*SOURCE DATA*
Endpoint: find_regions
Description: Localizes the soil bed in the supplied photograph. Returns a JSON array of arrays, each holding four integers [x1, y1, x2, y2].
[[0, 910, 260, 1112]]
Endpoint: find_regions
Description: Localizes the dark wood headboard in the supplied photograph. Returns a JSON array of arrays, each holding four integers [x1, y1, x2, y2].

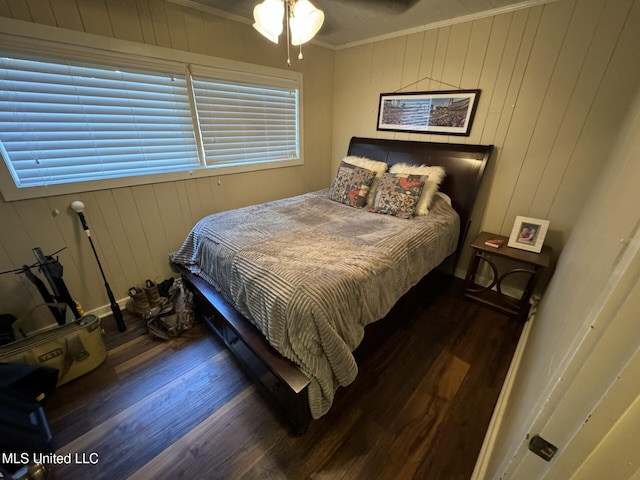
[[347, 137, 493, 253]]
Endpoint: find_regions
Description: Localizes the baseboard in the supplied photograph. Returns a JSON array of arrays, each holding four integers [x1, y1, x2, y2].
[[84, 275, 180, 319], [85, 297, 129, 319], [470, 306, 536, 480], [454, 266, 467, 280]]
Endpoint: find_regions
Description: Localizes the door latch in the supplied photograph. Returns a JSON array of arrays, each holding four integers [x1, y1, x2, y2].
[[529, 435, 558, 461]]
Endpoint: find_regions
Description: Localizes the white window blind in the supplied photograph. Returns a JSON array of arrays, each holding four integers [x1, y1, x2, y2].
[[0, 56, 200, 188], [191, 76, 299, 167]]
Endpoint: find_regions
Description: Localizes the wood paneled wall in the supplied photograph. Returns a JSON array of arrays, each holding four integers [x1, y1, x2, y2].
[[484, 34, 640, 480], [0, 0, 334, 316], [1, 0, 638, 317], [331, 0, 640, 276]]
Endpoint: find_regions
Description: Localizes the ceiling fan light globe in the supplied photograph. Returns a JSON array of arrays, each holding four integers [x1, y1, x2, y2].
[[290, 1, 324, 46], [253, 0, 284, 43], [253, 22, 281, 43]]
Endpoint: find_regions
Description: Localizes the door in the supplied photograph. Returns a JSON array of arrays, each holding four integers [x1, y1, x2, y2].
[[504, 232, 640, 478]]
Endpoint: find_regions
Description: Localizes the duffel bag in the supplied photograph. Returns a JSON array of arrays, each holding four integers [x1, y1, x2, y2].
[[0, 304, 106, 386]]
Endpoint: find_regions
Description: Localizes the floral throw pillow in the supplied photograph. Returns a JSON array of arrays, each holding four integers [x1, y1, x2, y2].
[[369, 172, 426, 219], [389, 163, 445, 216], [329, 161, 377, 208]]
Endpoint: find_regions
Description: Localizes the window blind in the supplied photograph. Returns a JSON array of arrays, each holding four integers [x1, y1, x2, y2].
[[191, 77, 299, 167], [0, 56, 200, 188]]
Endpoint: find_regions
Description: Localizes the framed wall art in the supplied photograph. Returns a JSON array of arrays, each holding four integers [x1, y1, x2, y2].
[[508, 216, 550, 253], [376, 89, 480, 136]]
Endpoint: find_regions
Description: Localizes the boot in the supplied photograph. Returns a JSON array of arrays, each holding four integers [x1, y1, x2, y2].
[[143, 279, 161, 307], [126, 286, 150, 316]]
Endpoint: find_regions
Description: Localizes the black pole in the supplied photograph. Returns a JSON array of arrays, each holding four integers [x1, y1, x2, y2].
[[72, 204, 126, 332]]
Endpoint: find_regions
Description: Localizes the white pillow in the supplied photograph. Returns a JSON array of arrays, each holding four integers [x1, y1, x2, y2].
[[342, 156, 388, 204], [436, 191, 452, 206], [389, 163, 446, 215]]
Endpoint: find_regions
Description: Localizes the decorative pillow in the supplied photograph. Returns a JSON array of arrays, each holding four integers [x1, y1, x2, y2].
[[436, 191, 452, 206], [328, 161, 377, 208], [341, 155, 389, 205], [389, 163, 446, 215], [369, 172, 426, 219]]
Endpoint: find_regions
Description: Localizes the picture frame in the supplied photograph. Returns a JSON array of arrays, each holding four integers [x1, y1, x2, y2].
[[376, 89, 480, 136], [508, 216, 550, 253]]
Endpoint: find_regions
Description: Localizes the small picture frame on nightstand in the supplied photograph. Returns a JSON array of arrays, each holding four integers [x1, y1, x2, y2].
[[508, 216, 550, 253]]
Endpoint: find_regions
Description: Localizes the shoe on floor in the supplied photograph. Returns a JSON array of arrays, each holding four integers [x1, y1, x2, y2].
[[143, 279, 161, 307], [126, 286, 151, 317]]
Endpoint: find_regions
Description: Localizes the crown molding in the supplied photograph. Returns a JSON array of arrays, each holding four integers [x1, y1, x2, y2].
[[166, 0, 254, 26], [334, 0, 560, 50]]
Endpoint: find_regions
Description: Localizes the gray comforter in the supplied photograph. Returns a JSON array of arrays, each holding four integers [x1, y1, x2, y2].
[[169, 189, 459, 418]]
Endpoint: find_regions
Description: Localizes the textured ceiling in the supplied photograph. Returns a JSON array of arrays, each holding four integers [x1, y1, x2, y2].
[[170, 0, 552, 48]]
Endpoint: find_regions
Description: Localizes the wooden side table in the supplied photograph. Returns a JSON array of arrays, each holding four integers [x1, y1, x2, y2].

---

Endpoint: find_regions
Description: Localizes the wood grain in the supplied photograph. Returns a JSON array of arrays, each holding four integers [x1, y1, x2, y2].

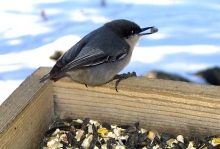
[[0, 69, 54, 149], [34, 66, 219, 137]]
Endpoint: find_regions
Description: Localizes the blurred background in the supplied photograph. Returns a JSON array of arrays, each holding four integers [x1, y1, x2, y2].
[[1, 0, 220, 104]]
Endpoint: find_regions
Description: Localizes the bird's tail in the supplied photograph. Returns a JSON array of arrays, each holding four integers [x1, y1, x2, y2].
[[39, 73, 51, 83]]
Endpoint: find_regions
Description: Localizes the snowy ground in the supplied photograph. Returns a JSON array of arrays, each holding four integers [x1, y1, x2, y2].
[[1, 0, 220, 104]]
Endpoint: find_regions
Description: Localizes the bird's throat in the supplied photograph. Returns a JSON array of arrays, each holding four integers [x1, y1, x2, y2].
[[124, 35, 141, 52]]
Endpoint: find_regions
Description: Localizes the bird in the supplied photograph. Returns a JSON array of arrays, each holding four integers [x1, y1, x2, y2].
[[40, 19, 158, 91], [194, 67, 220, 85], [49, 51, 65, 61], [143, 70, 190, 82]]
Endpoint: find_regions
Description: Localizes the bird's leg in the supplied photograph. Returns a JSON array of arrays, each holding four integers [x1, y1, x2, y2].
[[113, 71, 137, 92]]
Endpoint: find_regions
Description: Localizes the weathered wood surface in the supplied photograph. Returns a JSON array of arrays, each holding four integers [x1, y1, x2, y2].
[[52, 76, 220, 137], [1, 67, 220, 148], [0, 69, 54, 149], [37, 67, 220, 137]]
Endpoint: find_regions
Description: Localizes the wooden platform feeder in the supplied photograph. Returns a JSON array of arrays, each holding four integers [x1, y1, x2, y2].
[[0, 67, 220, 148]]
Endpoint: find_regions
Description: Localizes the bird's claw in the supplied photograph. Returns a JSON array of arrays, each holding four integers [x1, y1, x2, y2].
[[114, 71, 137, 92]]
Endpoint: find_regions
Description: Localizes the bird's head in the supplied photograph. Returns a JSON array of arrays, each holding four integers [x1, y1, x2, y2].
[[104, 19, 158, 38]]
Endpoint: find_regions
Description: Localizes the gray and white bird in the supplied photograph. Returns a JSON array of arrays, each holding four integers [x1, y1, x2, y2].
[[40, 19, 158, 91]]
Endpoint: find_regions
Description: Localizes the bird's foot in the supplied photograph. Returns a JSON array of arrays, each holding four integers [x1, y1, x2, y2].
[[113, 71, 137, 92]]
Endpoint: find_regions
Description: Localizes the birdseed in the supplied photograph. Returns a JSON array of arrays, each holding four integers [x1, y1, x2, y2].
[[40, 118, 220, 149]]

--

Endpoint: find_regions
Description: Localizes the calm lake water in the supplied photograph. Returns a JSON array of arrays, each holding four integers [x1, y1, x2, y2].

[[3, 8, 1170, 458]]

*WHAT YOU SHOULD DO*
In the material above, find the line containing "Description: Localizes the gray comforter" and the line containing "Description: Localizes the wooden side", then write out exactly those two lines and every line between them, and nothing more.

*SOLVED EXERCISE*
Description: Localizes the gray comforter in the supplied photograph. Returns a JSON array of arrays, each holding four integers [x1, y1, x2, y2].
[[169, 189, 459, 418]]
Endpoint: find_regions
Description: Localizes the textured ceiling in the supplied photograph. Returns a JSON array of arrays, each holding four integers [x1, y1, x2, y2].
[[170, 0, 552, 48]]
Endpoint: find_regions
Description: Localizes the wooden side table in the supplied photograph. Returns a JSON array of arrays, each holding four integers [x1, y1, x2, y2].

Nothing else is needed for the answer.